Given records:

====================

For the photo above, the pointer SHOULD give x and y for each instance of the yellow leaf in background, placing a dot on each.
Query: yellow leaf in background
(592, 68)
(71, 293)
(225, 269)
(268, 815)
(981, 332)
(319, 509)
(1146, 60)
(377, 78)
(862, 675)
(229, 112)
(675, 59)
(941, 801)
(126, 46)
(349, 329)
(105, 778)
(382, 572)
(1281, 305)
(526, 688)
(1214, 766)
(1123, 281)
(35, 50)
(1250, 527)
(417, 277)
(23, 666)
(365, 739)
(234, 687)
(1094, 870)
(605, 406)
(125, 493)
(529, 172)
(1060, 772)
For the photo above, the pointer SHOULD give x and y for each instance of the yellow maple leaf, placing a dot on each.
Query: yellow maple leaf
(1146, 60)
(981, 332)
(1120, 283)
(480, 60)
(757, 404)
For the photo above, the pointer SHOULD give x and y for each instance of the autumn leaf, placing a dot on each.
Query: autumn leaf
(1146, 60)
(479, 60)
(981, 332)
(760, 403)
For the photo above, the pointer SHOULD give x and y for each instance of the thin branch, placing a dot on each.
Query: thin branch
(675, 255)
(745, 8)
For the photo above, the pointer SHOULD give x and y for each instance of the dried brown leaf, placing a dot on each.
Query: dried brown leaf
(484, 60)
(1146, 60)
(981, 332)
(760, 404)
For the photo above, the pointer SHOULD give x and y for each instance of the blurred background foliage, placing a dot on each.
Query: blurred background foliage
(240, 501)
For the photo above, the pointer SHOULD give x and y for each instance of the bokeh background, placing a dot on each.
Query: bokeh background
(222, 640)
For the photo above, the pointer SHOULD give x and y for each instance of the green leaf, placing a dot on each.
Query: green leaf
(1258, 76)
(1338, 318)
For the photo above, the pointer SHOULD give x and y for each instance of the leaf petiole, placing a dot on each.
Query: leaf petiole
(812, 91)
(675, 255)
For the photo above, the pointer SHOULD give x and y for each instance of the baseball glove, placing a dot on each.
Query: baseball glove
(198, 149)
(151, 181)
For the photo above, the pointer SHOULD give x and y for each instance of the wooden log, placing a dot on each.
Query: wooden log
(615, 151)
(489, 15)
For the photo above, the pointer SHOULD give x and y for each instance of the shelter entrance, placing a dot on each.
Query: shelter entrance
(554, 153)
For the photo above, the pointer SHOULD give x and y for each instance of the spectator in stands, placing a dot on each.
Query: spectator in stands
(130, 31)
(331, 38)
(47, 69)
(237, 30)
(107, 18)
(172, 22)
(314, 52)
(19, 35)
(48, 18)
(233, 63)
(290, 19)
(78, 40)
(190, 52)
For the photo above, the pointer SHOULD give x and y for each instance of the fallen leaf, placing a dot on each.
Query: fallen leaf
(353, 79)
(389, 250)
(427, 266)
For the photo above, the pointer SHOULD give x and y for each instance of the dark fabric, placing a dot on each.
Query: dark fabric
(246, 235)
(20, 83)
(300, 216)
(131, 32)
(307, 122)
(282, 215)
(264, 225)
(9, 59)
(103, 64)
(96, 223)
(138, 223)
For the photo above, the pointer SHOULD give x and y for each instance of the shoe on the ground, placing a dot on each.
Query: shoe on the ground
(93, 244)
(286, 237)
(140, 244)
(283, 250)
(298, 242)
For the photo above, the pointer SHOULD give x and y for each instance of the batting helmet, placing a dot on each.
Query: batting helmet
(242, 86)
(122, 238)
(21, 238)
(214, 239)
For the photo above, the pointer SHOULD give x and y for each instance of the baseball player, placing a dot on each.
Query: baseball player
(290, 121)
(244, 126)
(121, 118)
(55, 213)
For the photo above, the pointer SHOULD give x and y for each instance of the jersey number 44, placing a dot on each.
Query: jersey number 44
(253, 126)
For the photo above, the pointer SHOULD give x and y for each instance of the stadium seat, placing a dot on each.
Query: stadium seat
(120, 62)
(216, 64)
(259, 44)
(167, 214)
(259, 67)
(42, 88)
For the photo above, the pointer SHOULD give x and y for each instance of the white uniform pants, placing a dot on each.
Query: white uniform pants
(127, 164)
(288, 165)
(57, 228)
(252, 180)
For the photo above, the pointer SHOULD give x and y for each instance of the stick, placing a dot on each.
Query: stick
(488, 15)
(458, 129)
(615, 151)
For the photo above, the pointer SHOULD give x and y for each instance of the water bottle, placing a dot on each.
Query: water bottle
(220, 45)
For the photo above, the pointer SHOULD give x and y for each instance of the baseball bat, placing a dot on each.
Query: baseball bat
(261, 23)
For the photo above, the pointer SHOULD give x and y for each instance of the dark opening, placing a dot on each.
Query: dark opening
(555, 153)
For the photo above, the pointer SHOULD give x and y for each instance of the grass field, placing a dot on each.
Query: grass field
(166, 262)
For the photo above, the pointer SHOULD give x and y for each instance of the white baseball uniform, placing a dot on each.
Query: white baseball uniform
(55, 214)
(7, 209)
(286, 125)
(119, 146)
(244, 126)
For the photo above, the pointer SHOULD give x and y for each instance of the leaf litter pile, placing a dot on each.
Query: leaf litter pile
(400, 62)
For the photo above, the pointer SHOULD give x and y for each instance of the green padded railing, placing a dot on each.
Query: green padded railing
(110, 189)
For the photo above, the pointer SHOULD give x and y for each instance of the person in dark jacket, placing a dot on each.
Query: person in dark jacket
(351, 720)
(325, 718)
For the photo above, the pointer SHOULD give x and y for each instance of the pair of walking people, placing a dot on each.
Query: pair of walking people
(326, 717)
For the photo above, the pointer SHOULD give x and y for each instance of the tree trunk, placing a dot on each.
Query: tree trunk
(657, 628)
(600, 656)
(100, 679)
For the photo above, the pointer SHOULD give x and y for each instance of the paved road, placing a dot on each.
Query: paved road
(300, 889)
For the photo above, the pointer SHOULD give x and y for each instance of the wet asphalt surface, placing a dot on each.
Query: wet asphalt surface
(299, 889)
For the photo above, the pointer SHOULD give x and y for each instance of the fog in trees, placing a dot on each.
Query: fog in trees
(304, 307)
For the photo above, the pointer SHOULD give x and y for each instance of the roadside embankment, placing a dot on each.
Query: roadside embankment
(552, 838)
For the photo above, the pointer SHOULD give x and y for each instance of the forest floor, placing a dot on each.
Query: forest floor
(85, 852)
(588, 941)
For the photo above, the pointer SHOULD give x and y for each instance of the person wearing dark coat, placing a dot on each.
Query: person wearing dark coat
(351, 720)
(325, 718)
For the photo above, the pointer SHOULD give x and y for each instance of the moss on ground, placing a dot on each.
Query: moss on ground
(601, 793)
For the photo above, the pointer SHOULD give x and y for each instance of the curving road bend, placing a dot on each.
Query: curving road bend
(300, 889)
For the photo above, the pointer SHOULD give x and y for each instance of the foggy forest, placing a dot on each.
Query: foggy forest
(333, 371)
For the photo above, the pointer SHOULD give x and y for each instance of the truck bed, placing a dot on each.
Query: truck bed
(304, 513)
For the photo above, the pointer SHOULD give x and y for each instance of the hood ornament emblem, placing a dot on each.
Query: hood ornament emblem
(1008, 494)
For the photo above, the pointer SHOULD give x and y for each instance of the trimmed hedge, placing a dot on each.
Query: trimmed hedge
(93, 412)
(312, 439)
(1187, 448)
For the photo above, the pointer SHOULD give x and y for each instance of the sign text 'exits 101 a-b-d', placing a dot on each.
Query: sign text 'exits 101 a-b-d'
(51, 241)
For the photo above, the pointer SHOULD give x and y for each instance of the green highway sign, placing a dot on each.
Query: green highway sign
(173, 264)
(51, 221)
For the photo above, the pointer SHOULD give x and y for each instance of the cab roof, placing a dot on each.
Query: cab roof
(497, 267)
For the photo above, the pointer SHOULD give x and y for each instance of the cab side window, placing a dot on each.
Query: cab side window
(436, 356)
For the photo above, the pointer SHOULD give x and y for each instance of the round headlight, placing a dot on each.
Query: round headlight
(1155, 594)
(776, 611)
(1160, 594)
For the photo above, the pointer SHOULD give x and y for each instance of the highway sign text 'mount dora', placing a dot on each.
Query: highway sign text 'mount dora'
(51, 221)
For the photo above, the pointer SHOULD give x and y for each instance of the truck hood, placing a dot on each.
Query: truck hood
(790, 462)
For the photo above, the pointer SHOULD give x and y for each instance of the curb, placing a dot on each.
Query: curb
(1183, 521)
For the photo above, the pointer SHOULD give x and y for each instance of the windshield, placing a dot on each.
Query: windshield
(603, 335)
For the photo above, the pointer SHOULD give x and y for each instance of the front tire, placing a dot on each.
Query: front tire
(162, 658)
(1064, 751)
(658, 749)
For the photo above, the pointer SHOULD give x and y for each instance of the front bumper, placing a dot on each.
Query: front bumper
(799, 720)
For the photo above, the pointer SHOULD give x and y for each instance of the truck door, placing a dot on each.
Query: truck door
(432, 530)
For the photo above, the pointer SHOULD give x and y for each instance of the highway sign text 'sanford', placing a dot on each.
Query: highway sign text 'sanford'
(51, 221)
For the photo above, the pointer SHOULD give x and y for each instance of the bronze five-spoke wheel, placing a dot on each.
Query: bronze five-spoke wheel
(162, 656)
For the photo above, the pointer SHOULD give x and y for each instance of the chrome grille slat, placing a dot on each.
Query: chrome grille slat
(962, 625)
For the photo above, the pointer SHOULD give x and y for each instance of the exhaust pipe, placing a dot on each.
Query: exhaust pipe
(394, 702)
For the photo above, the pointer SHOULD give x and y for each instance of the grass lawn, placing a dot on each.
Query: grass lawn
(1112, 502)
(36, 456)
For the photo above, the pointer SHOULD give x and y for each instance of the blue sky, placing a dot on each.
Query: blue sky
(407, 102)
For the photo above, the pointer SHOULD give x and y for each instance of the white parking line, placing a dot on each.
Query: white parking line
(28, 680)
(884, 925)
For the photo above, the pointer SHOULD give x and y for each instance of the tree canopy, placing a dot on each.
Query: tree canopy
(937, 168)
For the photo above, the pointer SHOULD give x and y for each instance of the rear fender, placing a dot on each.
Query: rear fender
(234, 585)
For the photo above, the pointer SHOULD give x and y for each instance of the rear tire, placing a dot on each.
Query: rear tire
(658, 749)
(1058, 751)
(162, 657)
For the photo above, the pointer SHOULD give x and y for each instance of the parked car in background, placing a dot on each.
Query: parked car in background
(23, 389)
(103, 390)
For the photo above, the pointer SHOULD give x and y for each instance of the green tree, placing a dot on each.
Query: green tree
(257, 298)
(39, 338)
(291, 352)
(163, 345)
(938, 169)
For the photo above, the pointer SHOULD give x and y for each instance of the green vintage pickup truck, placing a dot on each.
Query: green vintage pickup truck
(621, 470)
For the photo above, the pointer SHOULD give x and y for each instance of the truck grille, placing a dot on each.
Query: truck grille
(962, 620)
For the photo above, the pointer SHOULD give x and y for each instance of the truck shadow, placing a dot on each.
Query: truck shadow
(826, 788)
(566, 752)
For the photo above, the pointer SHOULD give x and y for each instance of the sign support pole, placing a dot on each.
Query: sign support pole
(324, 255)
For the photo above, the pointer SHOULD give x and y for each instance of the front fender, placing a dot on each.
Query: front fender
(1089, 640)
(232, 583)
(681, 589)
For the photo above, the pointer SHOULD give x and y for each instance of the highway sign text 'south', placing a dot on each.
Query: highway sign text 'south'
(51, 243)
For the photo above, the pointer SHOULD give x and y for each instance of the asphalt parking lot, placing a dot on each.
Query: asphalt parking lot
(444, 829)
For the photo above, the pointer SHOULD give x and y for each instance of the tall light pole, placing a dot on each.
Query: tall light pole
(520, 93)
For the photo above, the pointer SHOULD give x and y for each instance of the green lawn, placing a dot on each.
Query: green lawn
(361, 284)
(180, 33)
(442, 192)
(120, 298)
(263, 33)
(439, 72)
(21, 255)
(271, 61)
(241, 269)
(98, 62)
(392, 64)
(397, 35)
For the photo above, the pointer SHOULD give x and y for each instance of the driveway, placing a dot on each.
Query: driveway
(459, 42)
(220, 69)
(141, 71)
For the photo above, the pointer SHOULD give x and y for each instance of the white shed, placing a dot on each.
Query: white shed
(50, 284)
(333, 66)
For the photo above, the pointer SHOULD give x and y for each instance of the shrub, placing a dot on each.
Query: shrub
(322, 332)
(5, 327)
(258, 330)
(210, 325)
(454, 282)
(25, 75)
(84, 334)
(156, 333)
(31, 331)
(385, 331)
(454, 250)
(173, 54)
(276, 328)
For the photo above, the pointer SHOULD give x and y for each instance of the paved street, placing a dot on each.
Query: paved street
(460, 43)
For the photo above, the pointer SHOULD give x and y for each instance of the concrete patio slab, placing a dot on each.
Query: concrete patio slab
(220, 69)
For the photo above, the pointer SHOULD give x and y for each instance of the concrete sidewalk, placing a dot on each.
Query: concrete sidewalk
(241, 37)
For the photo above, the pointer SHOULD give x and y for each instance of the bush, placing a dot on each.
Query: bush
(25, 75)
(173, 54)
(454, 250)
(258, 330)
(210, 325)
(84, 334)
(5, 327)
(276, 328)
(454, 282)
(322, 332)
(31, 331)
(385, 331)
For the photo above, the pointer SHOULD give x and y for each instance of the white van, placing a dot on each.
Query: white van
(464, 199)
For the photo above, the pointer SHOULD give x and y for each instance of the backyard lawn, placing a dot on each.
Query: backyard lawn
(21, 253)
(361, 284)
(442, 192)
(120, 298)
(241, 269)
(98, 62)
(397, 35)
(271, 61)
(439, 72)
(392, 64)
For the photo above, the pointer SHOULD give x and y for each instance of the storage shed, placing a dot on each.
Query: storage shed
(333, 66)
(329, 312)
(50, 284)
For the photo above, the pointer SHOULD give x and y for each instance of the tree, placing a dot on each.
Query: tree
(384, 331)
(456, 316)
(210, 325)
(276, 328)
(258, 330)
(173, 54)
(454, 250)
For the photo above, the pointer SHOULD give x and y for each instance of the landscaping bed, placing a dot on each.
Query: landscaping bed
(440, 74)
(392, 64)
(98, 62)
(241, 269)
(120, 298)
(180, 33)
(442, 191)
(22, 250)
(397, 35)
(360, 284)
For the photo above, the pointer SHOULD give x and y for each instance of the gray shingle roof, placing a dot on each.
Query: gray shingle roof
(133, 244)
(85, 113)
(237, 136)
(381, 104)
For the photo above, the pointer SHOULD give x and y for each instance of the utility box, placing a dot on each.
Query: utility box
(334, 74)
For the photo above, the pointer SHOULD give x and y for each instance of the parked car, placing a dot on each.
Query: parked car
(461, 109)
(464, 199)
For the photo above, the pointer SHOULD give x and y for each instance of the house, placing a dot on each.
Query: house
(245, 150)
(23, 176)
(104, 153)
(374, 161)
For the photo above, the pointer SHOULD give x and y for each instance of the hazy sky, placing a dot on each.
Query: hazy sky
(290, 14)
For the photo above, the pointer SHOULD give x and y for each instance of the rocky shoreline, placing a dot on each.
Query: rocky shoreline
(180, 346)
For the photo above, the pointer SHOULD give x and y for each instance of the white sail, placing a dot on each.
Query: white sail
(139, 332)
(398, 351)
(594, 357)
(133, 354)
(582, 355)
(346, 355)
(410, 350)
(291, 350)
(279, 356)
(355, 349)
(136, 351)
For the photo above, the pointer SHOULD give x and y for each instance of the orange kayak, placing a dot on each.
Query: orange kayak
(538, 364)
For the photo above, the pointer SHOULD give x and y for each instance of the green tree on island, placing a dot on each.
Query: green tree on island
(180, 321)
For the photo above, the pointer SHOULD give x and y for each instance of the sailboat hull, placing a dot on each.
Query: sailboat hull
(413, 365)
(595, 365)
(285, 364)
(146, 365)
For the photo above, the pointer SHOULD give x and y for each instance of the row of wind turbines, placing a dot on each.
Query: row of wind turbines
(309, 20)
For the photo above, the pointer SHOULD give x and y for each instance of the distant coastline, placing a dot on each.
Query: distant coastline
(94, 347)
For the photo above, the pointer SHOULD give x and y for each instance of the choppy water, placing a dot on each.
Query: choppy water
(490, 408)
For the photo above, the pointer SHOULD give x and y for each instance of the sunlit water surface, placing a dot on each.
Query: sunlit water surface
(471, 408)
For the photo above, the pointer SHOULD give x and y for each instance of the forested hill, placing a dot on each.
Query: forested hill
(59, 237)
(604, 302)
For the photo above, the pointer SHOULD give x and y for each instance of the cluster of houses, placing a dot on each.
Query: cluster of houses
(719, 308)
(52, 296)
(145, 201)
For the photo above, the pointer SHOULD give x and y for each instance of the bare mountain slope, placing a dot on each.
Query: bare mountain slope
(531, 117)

====================

Retype nothing except the lines from the line holding "island, placing a dot on each." through the last line of the entries, both included.

Solution to this exercise:
For the photo above, the pointer SHOULD give x and y for each instance of the green tree on island, placing a dot on each.
Query: green tree on island
(180, 321)
For the photo above, the pointer SHOULD give x and y for each instance of the sailboat hull, placing a dot on each.
Query: sailboat hull
(413, 365)
(595, 365)
(285, 364)
(146, 365)
For the photo above, the pointer SHOULD give x and y for each instance of the row of wind turbines, placing a dot on each.
Query: row of wind turbines
(309, 20)
For the photo above, the pointer SHOULD give x and y for each instance of the distant coastline, placing a dot on each.
Query: distant coastline
(94, 347)
For the photo above, the pointer SHOULD give x and y for each instance of the choppy water, placing a dot on each.
Query: choppy water
(490, 408)
For the photo above, the pointer SHOULD give x and y for each instance of the sunlit water surface, placing a dot on each.
Query: sunlit water surface
(471, 408)
For the photo above, the pointer SHOULD give x and y for each instance of the forested hill, placing a dot on each.
Query: forested hill
(59, 237)
(604, 302)
For the photo above, the pointer SHOULD give x and y for each instance of the cluster of houses, placing a dot on each.
Query: cluster of houses
(719, 308)
(52, 296)
(145, 201)
For the photo above, the pointer SHOULD give x and y for each instance of the bare mountain slope, placing a dot on each.
Query: bare mountain slope
(531, 117)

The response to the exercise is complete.